*WHAT NEEDS TO BE DONE*
Make an exact copy of the entries below and leave any picture out of it.

*Records excerpted from a collection*

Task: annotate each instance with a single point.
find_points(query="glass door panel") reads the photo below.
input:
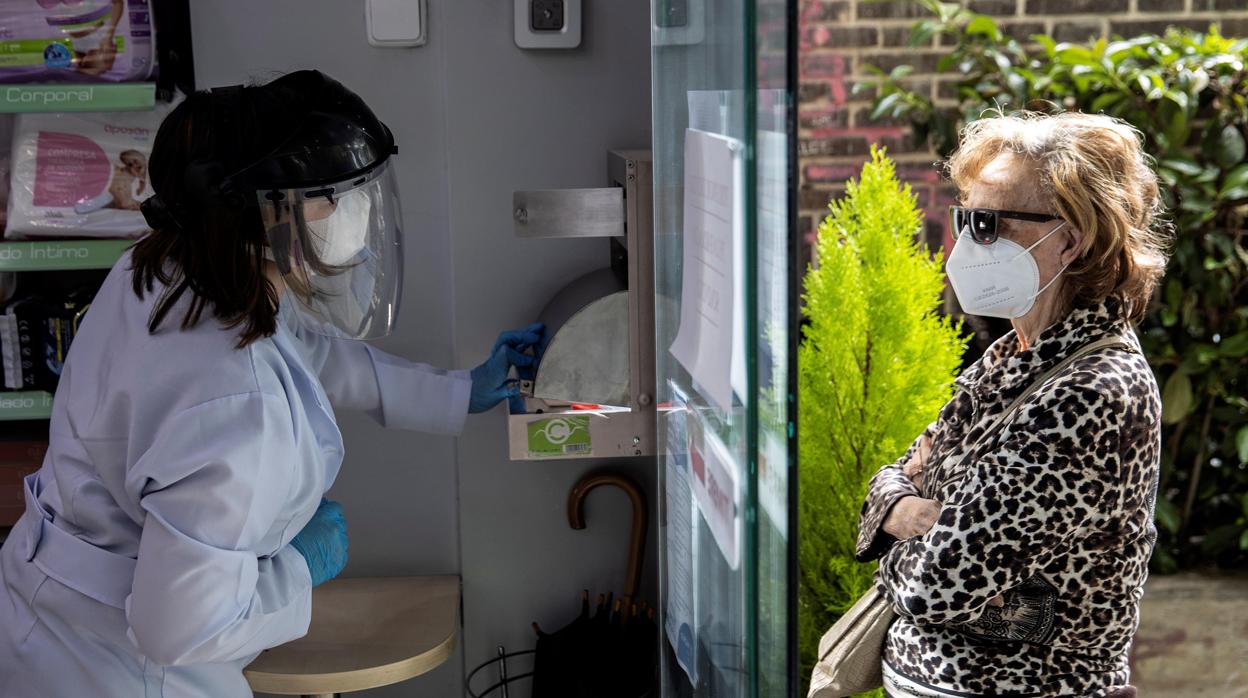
(724, 277)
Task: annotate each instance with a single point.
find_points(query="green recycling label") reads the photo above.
(560, 436)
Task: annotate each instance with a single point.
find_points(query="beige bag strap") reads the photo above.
(1091, 347)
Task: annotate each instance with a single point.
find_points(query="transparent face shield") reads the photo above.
(340, 251)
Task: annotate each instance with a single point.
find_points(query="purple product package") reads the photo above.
(76, 41)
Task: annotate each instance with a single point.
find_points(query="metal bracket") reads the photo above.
(569, 212)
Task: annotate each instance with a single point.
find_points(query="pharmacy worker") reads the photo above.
(177, 525)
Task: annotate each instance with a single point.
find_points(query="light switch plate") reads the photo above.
(396, 23)
(567, 36)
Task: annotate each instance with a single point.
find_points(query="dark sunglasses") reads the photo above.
(984, 221)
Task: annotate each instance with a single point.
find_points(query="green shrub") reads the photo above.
(1188, 94)
(875, 366)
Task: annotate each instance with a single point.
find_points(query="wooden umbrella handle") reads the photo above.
(637, 536)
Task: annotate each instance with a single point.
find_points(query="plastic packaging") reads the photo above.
(76, 40)
(35, 337)
(80, 175)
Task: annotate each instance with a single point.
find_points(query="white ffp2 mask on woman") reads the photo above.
(338, 237)
(996, 280)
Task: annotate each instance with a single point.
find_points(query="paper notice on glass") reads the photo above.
(704, 342)
(682, 555)
(714, 478)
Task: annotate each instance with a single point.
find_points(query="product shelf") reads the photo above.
(61, 255)
(25, 405)
(102, 96)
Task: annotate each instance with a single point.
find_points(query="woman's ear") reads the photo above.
(1072, 245)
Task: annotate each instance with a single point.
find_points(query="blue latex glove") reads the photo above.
(492, 381)
(323, 542)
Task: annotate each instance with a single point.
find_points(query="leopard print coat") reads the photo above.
(1055, 512)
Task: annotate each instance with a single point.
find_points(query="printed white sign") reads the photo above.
(706, 342)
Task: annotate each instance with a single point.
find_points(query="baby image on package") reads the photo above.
(80, 175)
(76, 40)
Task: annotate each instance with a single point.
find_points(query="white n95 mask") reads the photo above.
(996, 280)
(342, 235)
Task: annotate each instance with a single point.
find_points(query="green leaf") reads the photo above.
(1234, 180)
(1231, 147)
(1176, 398)
(1234, 346)
(1046, 43)
(1182, 165)
(900, 71)
(922, 33)
(984, 26)
(886, 104)
(1167, 515)
(1107, 100)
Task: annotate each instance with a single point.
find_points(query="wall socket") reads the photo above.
(548, 24)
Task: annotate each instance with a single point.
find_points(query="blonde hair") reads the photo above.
(1096, 175)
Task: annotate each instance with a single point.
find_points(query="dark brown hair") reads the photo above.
(209, 242)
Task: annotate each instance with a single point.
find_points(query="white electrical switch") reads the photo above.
(396, 23)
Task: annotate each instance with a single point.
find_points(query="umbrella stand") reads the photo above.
(503, 679)
(609, 654)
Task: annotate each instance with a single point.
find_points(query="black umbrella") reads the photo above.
(614, 653)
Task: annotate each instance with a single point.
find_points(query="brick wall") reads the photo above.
(840, 36)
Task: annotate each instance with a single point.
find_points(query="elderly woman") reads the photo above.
(1016, 557)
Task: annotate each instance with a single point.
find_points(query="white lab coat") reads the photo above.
(154, 556)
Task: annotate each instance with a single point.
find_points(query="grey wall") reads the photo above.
(476, 119)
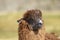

*OUTPUT OF THE EXERCISE*
Task: annotate each instance with a single point.
find_points(query="glass door panel") reads the photo below.
input:
(724, 277)
Task: annotate each instance with a single point.
find_points(query="green recycling label") reads the photo above.
(560, 436)
Task: annotate each instance with a single point.
find_points(query="beige bag strap") reads the photo above.
(1091, 347)
Task: annotate each instance with a single point.
find_points(query="transparent face shield") reads the photo above.
(340, 251)
Task: annotate each instance with a single point.
find_points(query="purple product package") reads the photo above.
(76, 41)
Task: annotate each instance with a single point.
find_points(query="metal bracket") reads the photo above.
(569, 212)
Task: annotate each instance with a single point.
find_points(query="pharmacy worker") reads the photo above.
(177, 525)
Task: annotate each instance with a single point.
find_points(query="light switch plate") reads the photo above.
(396, 23)
(567, 36)
Task: annotate each instance with a single point.
find_points(query="dark sunglasses") reads the photo above.
(984, 221)
Task: annotate each instance with a single point.
find_points(query="green shrub") reads the photo above.
(1188, 94)
(875, 366)
Task: annotate each instance with a single point.
find_points(query="wooden umbrella handle") reads the photo above.
(637, 536)
Task: annotate each instance with a single point.
find_points(query="plastic packaging") reads the photo above.
(76, 40)
(35, 337)
(80, 175)
Task: annotate each instance with a single point.
find_points(query="white ffp2 mask on woman") reads the photo above.
(338, 237)
(996, 280)
Task: annotate each instance with a single point.
find_points(query="paper notice on glass") reads the photo above.
(704, 342)
(682, 555)
(714, 478)
Task: annotate each instance with a single point.
find_points(query="product shelf") reads the photo above.
(61, 255)
(25, 405)
(102, 96)
Task: annotate each instance with a single point.
find_points(query="woman's ear") reads the photo above.
(1072, 245)
Task: annotate each instance with a single point.
find_points(query="blue latex glove") reads the photo above.
(492, 381)
(323, 542)
Task: annotate each instance with a single point.
find_points(query="leopard print coat") reads the photo above.
(1055, 512)
Task: annotate each instance with a single point.
find_points(query="printed white sign") reads the photo above.
(706, 342)
Task: annotate each instance with a single point.
find_points(query="baby image on package") reads the photo above.
(80, 175)
(76, 40)
Task: annotate each instance with a single point.
find_points(query="white n95 mask") reads the photo above.
(996, 280)
(342, 235)
Task: annotate each instance with a single point.
find_points(query="green leaf") reads the photo above.
(1234, 180)
(1231, 147)
(1176, 398)
(1234, 346)
(1046, 43)
(1182, 165)
(900, 71)
(922, 33)
(984, 26)
(886, 104)
(1167, 515)
(1107, 100)
Task: annotate each instance with a single point.
find_points(query="wall socket") reads the photo above.
(548, 24)
Task: annotate each instance with a single point.
find_points(query="blonde hair") reads the photo above.
(1096, 175)
Task: annotate each instance with a single point.
find_points(query="dark brown hair") reads the photo above.
(209, 242)
Task: annotate each instance with a single point.
find_points(query="white electrical switch") reads the photo above.
(396, 23)
Task: annotate each instance with a single point.
find_points(query="umbrella stand") reads the photo above.
(503, 679)
(609, 654)
Task: annotate each instance with a single point.
find_points(query="black umbrella") reads the photo above.
(614, 653)
Task: annotate each instance with a single point.
find_points(query="brick wall") reads the photo above.
(840, 36)
Task: annotate each instance with a single point.
find_points(query="elderly woman") reads the photo above.
(1016, 557)
Task: annotate each instance with a single point.
find_points(query="white lab coat") reads the photo above.
(154, 556)
Task: annotate each instance with a single point.
find_points(query="grey wall") reads the photo above.
(476, 119)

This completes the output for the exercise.